TEXT FOR ANALYSIS →
-=-=-

HPP Applications

What is High Pressure Processing (HPP)?

Pascalization, bridgmanization, or high pressure processing (HPP), is a method of preserving food, in which a product is processed under very high pressure, leading to the inactivation of certain microorganisms and enzymes in the food. The technique was named after Blaise Pascal, a French scientist of the 17th century whose work included detailing the effects of pressure on fluids. During pascalization, more than 50,000 pounds per square inch (340 MPa) may be applied for around fifteen minutes, leading to the inactivation of yeast, mold, and bacteria.

Pascalization stops chemical activity caused by microorganisms that play a role in the deterioration of foods. The treatment occurs at low temperatures and does not include the use of food additives. From 1990, some juices, jellies, and jams have been preserved using pascalization in Japan. The technique is now used there to preserve fish and meats, salad dressing, rice cakes, and yogurts. An early use of pascalization in the United States was to treat guacamole. It did not change the guacamole’s taste, texture, or color, but the shelf life of the product increased to thirty days, from three days without the treatment. However, some treated foods still require cold storage because pascalization does not stop all enzyme activity caused by proteins, some of which affects shelf life.

-=-=-

THE DATA →
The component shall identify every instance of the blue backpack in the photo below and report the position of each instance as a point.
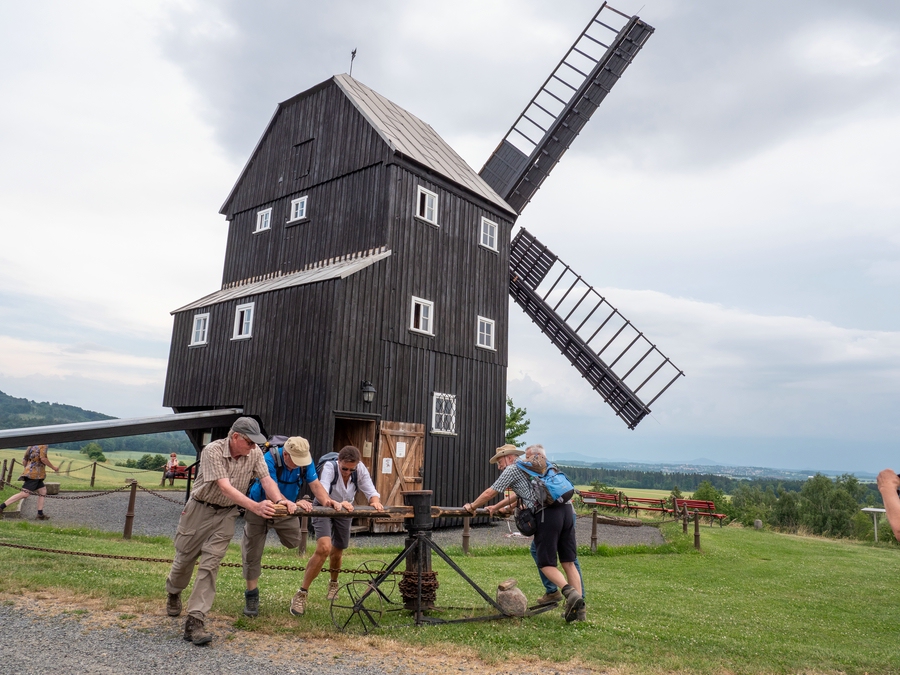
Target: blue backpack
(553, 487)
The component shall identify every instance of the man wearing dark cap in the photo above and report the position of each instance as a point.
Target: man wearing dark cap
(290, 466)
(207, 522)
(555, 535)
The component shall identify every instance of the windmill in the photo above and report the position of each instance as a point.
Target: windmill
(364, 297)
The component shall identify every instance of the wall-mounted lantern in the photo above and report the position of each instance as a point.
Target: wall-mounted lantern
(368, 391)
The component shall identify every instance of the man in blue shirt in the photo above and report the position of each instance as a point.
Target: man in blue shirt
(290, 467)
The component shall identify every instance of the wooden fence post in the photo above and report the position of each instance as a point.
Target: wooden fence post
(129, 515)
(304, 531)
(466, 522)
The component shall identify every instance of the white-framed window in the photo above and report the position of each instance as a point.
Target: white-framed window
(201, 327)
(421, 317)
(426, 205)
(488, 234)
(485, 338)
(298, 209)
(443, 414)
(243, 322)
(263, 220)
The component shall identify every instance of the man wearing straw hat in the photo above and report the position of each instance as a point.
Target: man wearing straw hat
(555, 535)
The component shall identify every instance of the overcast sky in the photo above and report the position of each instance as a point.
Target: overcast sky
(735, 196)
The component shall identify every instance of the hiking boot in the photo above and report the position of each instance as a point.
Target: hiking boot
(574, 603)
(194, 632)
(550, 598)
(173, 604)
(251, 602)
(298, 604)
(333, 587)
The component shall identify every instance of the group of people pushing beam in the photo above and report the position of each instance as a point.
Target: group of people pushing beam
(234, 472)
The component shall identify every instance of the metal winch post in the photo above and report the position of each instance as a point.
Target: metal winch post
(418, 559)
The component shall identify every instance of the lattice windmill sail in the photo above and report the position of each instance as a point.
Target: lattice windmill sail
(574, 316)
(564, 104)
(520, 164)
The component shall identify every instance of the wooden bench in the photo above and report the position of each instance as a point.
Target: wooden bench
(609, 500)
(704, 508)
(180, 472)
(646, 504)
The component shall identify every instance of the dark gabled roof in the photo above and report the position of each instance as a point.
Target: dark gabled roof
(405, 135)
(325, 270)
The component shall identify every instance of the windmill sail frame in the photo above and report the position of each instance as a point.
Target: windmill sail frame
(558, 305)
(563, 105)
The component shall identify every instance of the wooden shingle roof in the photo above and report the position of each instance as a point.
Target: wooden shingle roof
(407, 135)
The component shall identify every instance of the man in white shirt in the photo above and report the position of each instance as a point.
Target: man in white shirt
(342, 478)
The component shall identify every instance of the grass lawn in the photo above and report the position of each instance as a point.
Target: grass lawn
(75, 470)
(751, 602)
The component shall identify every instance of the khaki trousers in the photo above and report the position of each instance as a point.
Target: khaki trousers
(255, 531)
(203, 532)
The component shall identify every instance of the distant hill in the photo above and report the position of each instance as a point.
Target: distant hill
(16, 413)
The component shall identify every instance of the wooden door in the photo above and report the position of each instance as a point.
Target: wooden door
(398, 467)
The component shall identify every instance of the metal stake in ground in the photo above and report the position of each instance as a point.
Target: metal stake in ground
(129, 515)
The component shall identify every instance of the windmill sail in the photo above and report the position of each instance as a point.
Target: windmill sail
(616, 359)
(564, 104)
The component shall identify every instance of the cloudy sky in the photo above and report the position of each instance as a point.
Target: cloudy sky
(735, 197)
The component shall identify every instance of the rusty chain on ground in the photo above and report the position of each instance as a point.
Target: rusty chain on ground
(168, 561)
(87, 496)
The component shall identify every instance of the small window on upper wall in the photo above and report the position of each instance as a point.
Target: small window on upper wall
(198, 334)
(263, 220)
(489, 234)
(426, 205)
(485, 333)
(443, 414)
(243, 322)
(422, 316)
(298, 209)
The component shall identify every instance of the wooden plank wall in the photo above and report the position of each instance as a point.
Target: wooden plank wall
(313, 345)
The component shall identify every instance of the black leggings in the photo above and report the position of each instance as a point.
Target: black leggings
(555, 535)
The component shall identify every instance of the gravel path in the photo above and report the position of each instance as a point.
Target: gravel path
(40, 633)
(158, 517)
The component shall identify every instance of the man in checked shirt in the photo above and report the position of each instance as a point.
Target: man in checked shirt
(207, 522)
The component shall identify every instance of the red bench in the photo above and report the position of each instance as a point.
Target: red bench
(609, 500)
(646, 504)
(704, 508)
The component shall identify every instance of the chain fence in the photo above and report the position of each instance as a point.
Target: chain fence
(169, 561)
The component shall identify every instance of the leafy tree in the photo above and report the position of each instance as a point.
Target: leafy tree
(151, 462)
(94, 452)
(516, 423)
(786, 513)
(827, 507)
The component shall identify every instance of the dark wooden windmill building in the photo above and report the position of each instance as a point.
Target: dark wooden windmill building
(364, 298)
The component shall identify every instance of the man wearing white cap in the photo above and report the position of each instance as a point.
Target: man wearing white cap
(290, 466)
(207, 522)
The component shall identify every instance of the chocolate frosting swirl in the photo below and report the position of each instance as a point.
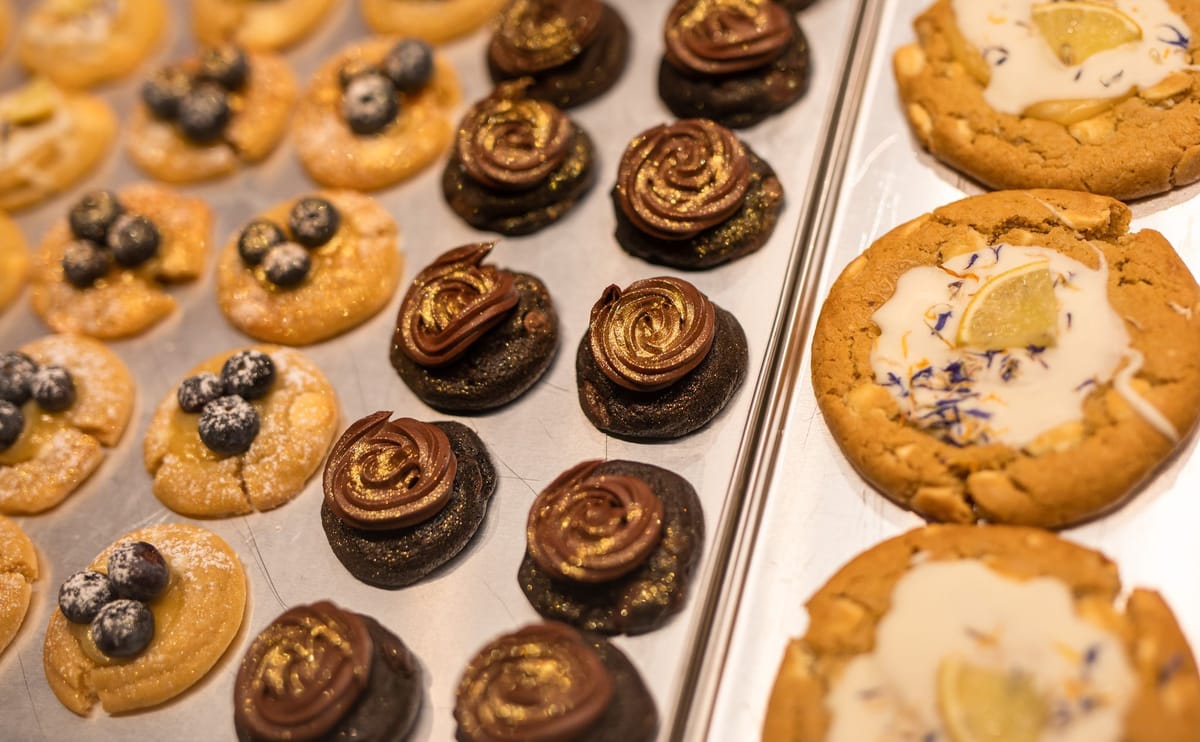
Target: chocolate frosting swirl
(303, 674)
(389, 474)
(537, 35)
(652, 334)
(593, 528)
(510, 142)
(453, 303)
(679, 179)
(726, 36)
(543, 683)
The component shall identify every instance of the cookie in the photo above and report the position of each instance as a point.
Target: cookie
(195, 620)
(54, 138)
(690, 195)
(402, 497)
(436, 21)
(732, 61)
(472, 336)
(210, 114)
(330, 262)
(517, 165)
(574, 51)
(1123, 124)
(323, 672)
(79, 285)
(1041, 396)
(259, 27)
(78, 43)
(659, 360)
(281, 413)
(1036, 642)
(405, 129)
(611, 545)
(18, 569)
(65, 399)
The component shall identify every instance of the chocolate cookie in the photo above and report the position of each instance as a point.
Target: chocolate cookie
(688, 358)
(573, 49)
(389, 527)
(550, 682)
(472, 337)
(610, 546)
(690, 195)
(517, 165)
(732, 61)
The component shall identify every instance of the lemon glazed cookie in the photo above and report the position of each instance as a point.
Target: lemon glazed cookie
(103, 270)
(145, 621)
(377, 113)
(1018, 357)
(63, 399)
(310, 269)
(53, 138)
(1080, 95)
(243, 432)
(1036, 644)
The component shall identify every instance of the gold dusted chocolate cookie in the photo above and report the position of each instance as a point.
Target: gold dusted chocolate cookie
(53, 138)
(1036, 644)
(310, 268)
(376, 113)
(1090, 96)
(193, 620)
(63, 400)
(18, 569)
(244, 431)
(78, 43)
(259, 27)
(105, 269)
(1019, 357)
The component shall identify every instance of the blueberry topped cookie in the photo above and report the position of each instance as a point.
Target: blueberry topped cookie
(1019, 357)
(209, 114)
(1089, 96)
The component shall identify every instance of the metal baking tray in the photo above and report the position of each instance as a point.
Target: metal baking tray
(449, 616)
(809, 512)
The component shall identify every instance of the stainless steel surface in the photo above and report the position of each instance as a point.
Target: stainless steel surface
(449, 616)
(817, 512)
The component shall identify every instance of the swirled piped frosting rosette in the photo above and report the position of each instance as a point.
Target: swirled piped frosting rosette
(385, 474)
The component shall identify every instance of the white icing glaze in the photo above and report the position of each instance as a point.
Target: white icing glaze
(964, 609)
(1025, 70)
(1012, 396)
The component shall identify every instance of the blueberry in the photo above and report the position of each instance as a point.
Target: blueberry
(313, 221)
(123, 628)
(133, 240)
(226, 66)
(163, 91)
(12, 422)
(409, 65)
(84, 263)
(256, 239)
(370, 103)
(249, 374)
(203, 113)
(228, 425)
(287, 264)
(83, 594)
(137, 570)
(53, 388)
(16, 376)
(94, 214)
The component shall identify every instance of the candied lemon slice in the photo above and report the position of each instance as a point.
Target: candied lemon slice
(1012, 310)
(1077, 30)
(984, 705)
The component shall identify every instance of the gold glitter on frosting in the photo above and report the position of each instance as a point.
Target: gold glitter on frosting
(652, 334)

-=-=-

TASK A → Decide whether each statement below agrees with the text on high pressure processing, answering yes or no and quoting the words of the text that decide it: (i) Pascalization depends on adding food additives to the product. (ii) In Japan, some juices, jellies, and jams have been preserved with pascalization since 1990. (iii) Treated guacamole had a shelf life of thirty days.
TASK B → Go on with the text on high pressure processing, starting after its final sentence.

REPLY A →
(i) No: "does not include the use of food additives."
(ii) Yes: "From 1990, some juices, jellies, and jams have been preserved using pascalization in Japan."
(iii) Yes: "the shelf life of the product increased to thirty days, from three days without the treatment."

REPLY B →
How does it work?

Most processed foods today are heat treated to kill bacteria, which often diminishes product quality. High pressure processing provides an alternative means of killing bacteria that can cause spoilage or food-borne disease without a loss of sensory quality or nutrients.

In a typical HPP process, the product is packaged in a flexible container (usually a pouch or plastic bottle) and is loaded into a high pressure chamber filled with a pressure-transmitting (hydraulic) fluid. The hydraulic fluid (normally water) in the chamber is pressurized with a pump, and this pressure is transmitted through the package into the food itself. Pressure is applied for a specific time, usually 3 to 5 minutes. The processed product is then removed and stored/distributed in the conventional manner. Because the pressure is transmitted uniformly (in all directions simultaneously), food retains its shape, even at extreme pressures. And because no heat is needed, the sensory characteristics of the food are retained without compromising microbial safety.

The advantages of High Pressure Processing

  • Minimal changes in the fresh characteristics of foods such as taste, appearance, texture, and nutrition by eliminating thermal degradation.
  • Inactive pathogens such as Listeria, Salmonella, E. coli, Norovirus etc. to ensure the food safety.
  • Extend product shelf life: expand the distribution, improve customer satisfaction, lower returns.
  • Avoid or reduce the need for food preservatives by serving the clean label foods.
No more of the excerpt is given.